=== EXERCISE DETAILS ===
A verbatim reproduction of the lines below, from the line containing "Where can you see the sparse" through the line containing "Where can you see the soccer", both ends included, is the whole required output.

=== MATERIAL PROVIDED ===
────────────────

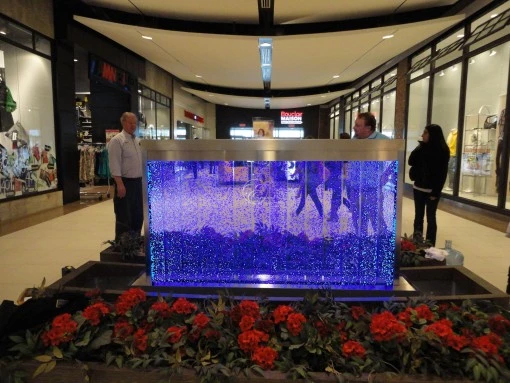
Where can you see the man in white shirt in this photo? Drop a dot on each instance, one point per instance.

────────────────

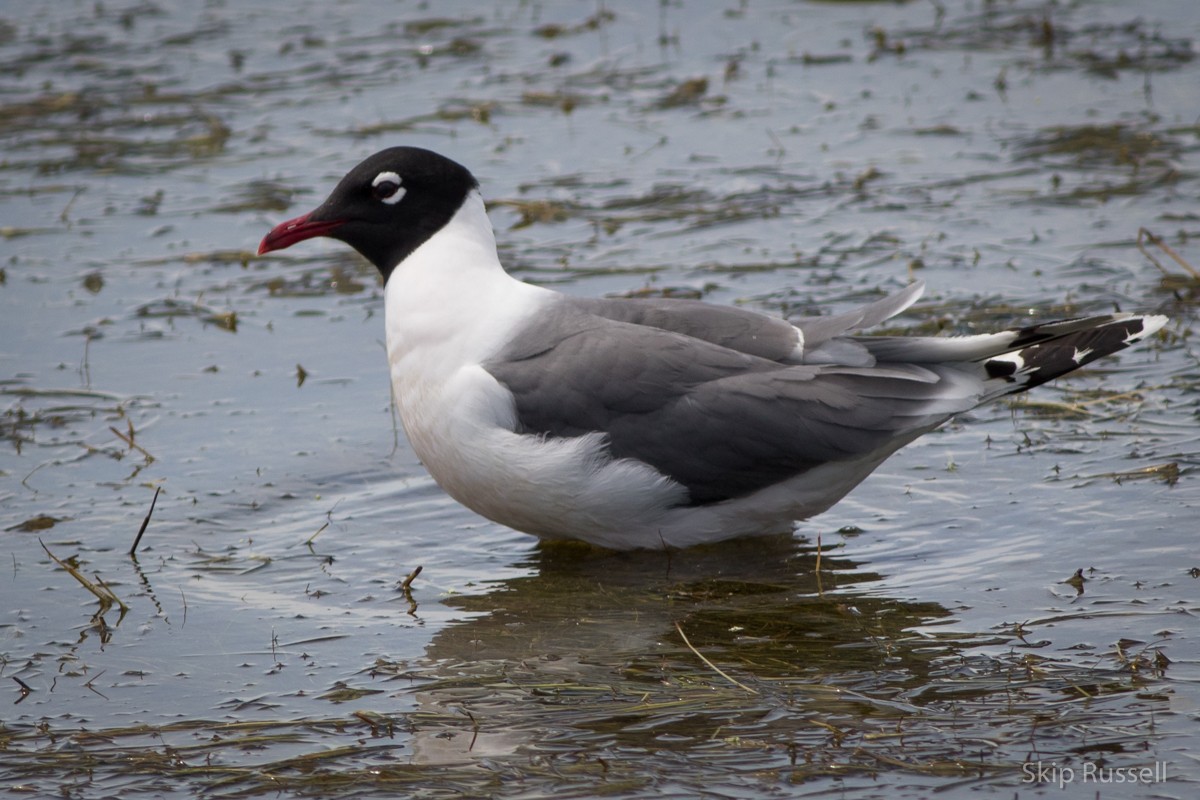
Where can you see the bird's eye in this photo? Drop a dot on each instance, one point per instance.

────────────────

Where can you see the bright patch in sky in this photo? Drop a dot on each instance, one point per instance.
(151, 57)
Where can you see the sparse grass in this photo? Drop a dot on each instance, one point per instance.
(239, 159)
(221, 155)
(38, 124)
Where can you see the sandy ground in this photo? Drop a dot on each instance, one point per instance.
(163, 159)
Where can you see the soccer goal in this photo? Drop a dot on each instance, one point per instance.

────────────────

=== YOUR SOLUTION ===
Where can you see the sparse grass in this photo? Drop a dot on each instance, one point per instance.
(239, 159)
(221, 155)
(38, 124)
Where can you see the sandy ground in this photo? Drop a dot on each instance, one point per instance.
(163, 159)
Where can you see the soccer goal in this photo? Drop a dot on each instance, one point per instance.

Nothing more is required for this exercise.